Source excerpt:

>>>

Professor of Language and Speech Technology; Director of the Meertens Institute

Member of the Centre for Language Studies and the Department of Communication and Information Sciences, Faculty of Arts, Radboud University

Member of the Royal Dutch Academy of Arts and Sciences; ECCAI Fellow


Ph +31 24 3611647
a.vandenbosch (at)

visiting (directions)
Radboud University
Erasmusgebouw, room E4.05
Erasmusplein 1
6525 HT Nijmegen
The Netherlands

Faculty of Arts, CIW
Radboud University
P.O. Box 9103
NL-6500 HD Nijmegen
The Netherlands

Research interests

In my research I develop machine learning and language technology. Most of my work involves the intersection of the two fields: computers that learn to understand and generate natural language. Specific interests include memory-based learning, machine translation, the relation between written and spoken language, text mining, the Dutch language, computational humanities, and cultural heritage. My CV has more detailed information.




Since September 2011 I am professor of Language and Speech Technology at Radboud University, Nijmegen, the Netherlands, within the Centre for Language Studies (CLS), of which I am the research director. I also co-direct the Language and Speech Technology research group, one of the fifteen groups within CLS. I am a member of the department of Communication and Information Sciences of the Faculty of Arts.

<<<

Goal of the exercise:
Would you revise the profile between "Member of the Centre" and "visiting (directions)", inclusive, so that "Centre for Language Studies" becomes "Center for Language Studies"? The data after this point is separate from the profile.

Given data:
>>>

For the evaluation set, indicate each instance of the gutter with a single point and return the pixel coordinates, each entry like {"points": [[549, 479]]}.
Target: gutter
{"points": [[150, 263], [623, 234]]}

<<<

Answer:
Member of the Center for Language Studies and the Department of Communication and Information Sciences, Faculty of Arts, Radboud University

Member of the Royal Dutch Academy of Arts and Sciences; ECCAI Fellow


Ph +31 24 3611647
a.vandenbosch (at)

visiting (directions)